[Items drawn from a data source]
-- BEGIN --
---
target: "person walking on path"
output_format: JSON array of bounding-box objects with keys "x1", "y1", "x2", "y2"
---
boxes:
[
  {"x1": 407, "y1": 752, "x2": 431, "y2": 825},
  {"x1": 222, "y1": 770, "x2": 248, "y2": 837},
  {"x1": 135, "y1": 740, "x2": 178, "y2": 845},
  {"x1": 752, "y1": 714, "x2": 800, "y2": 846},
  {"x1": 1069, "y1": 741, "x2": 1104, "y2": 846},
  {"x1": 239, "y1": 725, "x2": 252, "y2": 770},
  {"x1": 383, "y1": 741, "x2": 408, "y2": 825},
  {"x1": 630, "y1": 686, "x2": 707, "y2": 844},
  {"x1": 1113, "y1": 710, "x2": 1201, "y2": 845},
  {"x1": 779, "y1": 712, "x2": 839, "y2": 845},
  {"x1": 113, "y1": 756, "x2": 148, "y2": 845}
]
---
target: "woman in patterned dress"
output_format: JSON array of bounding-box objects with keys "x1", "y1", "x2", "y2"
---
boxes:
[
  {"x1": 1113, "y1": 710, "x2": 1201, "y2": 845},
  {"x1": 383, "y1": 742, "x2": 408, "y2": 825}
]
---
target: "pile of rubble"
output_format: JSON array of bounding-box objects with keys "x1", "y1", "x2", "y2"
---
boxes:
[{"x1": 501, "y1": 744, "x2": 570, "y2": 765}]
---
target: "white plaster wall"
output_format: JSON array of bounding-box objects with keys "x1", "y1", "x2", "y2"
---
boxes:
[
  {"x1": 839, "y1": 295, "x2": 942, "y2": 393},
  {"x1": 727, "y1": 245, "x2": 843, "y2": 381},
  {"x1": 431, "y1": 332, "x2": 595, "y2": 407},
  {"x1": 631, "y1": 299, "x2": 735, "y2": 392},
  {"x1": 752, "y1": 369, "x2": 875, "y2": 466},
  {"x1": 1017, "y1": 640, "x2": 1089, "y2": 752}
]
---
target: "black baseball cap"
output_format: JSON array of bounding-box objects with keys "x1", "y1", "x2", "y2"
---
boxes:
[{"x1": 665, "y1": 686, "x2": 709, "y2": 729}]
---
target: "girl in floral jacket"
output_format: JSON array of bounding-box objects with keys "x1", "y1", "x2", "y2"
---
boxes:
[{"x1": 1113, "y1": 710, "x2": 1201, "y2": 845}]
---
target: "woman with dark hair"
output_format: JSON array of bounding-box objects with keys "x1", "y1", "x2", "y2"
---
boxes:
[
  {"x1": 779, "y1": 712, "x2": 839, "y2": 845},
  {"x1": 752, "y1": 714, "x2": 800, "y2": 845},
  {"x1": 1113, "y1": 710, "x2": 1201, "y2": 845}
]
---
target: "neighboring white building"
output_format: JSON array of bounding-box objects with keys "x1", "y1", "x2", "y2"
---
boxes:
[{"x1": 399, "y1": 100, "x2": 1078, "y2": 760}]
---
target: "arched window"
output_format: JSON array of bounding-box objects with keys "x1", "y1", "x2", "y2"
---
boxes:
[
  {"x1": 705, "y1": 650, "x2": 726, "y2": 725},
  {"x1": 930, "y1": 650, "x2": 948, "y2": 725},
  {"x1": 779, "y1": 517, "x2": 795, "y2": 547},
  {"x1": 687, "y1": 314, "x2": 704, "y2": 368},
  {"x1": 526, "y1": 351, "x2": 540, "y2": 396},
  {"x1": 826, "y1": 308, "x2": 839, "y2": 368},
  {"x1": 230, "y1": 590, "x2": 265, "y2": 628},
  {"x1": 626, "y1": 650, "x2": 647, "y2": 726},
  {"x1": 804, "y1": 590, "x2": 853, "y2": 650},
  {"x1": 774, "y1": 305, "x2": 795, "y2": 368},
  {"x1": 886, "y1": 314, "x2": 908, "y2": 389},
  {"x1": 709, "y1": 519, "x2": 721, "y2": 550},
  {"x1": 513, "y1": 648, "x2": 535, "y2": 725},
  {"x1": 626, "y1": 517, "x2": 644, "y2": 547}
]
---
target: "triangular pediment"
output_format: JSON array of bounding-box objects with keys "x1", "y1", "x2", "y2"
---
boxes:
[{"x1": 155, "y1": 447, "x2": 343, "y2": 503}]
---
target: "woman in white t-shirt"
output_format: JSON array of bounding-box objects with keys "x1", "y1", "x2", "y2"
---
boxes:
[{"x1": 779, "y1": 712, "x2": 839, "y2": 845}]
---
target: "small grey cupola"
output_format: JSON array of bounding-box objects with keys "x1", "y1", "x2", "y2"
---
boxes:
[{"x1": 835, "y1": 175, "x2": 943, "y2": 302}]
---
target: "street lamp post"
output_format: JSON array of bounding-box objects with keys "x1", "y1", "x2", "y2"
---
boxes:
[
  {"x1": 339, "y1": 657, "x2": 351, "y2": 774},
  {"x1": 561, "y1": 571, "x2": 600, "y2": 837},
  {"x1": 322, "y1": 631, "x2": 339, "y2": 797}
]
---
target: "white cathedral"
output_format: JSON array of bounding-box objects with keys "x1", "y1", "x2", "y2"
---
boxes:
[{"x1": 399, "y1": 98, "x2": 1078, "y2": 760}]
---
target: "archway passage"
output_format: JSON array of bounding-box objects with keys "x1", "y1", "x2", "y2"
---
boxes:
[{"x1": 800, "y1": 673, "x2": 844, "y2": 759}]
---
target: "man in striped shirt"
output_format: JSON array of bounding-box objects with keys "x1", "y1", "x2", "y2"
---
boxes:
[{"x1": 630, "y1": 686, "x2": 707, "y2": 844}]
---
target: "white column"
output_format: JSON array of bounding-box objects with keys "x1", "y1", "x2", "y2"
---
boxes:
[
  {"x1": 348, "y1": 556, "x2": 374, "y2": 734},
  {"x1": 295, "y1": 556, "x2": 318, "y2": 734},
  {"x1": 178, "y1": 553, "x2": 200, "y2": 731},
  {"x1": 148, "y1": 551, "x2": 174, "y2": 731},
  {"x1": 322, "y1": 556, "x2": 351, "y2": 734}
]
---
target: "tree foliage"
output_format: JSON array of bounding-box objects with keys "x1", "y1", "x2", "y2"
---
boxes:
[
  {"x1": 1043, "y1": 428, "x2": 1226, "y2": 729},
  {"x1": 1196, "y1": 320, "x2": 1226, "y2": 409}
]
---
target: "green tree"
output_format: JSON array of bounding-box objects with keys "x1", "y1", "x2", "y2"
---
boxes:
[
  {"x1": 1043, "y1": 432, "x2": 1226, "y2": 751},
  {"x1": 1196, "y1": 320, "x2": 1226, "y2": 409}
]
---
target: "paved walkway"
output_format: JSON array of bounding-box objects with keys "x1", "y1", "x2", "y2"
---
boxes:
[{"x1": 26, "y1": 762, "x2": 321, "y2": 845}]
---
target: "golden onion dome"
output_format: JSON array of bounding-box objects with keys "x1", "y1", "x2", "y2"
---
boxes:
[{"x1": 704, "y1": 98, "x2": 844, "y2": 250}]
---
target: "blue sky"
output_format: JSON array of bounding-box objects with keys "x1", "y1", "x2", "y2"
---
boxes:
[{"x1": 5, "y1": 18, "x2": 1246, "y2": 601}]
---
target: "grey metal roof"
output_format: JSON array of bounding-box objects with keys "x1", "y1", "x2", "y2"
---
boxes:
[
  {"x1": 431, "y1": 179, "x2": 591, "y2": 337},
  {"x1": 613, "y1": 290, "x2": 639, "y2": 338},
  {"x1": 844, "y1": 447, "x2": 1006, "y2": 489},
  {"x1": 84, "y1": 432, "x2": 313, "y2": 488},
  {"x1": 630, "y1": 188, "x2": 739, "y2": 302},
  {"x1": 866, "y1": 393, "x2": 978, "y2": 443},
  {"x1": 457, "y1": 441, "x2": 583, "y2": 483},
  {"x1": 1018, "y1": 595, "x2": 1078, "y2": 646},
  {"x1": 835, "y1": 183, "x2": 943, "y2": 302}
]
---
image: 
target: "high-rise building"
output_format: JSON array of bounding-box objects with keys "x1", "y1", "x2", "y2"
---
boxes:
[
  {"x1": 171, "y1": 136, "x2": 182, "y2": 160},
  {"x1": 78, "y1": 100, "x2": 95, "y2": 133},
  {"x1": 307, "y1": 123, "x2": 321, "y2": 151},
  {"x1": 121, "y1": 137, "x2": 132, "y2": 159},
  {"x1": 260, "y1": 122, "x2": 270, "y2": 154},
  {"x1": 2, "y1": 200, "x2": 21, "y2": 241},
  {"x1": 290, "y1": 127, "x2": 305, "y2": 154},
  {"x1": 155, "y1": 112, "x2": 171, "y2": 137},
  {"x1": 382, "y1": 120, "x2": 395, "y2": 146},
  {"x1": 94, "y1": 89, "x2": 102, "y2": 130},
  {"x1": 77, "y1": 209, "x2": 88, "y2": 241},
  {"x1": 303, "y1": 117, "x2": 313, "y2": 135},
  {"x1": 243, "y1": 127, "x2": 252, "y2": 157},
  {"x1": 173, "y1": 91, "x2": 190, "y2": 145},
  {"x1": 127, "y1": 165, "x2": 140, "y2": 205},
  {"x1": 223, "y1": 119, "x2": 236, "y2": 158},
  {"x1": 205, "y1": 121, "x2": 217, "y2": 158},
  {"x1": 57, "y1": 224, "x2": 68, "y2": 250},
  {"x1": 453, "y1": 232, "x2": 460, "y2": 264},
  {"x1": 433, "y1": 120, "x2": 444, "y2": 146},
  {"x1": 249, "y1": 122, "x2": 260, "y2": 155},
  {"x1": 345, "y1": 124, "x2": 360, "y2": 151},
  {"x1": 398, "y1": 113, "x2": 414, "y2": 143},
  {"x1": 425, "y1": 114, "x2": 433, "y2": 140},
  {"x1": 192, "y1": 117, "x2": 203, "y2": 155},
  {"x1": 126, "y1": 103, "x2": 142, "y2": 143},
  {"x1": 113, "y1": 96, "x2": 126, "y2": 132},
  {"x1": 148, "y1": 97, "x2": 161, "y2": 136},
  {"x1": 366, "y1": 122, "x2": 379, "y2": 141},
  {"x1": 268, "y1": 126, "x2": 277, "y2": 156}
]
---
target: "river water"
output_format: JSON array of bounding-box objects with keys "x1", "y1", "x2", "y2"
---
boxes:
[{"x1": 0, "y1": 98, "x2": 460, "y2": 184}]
-- END --
[STATED PROBLEM]
Collect each line above that contains the string "grey". Matches must agree in case.

[TASK RESULT]
target: "small grey cupola"
target: "grey metal roof"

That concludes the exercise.